Copy out, word for word, the stretch of the data from the line containing "Where can the woman's sleeve" through the line containing "<point>94,140</point>", including both of those lines.

Dataset extract:
......
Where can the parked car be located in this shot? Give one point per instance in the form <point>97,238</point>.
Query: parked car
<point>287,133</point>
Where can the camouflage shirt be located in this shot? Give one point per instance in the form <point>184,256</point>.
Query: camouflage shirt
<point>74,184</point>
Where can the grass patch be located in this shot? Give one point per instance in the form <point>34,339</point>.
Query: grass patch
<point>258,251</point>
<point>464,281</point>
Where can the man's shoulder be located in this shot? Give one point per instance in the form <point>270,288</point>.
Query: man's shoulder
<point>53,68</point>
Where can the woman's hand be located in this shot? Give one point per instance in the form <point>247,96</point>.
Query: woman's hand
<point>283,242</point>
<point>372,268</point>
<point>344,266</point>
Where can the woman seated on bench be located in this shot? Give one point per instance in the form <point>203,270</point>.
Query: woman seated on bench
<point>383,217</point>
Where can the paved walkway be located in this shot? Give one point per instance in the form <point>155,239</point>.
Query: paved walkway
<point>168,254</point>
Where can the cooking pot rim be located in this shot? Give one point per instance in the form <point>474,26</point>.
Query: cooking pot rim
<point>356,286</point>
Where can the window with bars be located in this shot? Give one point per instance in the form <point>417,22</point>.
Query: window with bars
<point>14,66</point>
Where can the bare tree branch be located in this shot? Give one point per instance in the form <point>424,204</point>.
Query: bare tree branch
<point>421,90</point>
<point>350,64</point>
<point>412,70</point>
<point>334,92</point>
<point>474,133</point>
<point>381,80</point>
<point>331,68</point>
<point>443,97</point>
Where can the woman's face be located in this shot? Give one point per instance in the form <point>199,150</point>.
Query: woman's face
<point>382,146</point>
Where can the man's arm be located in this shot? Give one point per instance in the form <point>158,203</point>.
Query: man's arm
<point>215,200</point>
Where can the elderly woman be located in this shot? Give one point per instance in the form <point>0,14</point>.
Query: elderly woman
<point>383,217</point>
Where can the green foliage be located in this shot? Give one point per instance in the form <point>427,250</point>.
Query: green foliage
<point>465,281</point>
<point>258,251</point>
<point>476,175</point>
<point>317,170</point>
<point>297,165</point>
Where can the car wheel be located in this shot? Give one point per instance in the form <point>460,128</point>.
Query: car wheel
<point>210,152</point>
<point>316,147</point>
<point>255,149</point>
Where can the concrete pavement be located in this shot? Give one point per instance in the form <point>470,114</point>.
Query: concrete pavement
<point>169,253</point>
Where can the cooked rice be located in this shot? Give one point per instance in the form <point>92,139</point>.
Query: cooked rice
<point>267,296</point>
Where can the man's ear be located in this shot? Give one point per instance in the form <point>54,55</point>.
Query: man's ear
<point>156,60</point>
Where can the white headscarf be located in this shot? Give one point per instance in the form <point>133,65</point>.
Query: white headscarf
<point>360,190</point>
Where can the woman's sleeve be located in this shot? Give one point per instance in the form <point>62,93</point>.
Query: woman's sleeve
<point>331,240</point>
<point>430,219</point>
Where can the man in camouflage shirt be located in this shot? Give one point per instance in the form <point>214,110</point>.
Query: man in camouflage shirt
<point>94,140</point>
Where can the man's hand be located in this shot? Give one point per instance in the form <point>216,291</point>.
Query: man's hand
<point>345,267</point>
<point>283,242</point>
......
Exercise result:
Where can the woman's sleeve be located in this shot? Give one point per instance in the form <point>62,93</point>.
Query: woman's sleeve
<point>331,240</point>
<point>430,219</point>
Where can the man in camouflage shirt be located in this shot? Give one point per instance in the form <point>214,110</point>.
Query: man in camouflage shirt
<point>94,140</point>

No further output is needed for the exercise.